• **TASK STATEMENT**
Copy the data from its first line through the line containing "98L282 100L284 101L282", changing each "thin stem" to "slender stem" and leaving everything else the same.

• **RECORDS TO USE**
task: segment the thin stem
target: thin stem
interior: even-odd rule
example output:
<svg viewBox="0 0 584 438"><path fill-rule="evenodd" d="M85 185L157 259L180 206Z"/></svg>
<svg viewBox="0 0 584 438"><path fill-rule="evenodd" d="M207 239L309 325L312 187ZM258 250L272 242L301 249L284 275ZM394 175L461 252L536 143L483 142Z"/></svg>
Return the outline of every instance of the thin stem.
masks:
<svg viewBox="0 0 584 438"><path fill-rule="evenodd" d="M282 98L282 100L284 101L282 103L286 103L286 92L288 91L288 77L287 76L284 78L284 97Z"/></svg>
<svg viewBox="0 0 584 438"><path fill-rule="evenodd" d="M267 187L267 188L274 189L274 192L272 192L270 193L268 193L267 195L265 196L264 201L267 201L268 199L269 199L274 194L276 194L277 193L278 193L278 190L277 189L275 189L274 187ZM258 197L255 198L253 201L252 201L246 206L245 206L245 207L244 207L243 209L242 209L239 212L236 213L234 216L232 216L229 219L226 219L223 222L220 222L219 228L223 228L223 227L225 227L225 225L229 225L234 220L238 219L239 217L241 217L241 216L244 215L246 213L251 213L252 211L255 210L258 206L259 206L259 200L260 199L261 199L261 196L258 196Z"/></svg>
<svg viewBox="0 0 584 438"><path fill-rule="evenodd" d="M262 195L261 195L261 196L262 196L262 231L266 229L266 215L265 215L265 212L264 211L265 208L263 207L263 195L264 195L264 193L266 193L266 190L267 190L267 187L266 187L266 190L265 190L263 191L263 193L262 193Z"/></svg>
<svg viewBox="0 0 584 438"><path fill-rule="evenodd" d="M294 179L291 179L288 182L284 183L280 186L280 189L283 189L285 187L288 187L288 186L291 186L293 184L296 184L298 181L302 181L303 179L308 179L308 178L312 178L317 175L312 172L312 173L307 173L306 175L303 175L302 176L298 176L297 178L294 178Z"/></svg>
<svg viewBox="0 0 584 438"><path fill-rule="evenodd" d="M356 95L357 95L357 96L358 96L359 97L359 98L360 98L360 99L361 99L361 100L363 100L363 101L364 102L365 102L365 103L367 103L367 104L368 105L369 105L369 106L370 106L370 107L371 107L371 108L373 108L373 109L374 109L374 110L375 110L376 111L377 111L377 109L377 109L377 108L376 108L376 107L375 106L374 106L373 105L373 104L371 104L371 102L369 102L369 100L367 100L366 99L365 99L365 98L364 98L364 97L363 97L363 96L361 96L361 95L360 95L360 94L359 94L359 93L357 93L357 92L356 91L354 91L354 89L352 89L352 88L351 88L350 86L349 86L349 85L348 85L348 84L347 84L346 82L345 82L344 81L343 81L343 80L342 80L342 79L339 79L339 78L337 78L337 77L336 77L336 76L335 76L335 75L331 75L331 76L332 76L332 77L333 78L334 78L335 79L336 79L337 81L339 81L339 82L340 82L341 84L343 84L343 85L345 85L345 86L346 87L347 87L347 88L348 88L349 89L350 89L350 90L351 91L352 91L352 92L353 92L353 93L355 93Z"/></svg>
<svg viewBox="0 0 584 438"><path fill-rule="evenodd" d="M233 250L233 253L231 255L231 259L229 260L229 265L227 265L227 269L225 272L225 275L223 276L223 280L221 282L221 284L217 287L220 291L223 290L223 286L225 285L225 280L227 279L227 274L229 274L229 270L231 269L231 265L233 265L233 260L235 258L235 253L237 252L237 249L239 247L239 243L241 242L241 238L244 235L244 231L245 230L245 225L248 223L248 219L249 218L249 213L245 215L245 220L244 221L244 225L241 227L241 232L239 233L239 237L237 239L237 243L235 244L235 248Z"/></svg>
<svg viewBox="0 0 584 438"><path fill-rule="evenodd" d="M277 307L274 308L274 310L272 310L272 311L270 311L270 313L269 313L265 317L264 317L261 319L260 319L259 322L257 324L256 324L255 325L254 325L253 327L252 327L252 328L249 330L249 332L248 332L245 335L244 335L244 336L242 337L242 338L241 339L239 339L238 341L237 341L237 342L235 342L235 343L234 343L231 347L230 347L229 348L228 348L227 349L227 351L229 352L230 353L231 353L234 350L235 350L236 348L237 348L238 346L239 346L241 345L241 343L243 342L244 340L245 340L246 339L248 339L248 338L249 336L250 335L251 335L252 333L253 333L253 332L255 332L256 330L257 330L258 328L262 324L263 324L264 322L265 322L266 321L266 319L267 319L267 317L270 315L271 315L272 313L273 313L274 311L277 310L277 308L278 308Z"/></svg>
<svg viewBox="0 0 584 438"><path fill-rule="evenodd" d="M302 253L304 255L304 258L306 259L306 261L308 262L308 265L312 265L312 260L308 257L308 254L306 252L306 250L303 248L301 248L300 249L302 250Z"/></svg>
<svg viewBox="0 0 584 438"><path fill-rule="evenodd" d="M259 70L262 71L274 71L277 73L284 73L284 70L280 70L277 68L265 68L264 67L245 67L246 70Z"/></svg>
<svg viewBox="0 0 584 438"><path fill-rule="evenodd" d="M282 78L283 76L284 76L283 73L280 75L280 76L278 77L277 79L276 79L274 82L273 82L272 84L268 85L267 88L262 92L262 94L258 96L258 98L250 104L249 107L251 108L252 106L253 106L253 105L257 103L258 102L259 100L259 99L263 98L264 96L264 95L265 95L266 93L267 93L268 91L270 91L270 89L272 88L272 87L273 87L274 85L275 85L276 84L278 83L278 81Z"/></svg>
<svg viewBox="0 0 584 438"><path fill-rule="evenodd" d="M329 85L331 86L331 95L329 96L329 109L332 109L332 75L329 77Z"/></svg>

• **RESPONSE FOR THIS EXERCISE**
task: segment the slender stem
target: slender stem
interior: even-odd rule
example output:
<svg viewBox="0 0 584 438"><path fill-rule="evenodd" d="M85 185L157 259L180 206Z"/></svg>
<svg viewBox="0 0 584 438"><path fill-rule="evenodd" d="M207 239L309 325L312 187ZM258 250L272 242L301 249L284 275ZM394 175L461 252L536 143L483 142Z"/></svg>
Return the outline of every instance of the slender stem.
masks:
<svg viewBox="0 0 584 438"><path fill-rule="evenodd" d="M282 98L282 100L284 101L282 103L286 103L286 92L288 91L288 77L287 76L284 78L284 97Z"/></svg>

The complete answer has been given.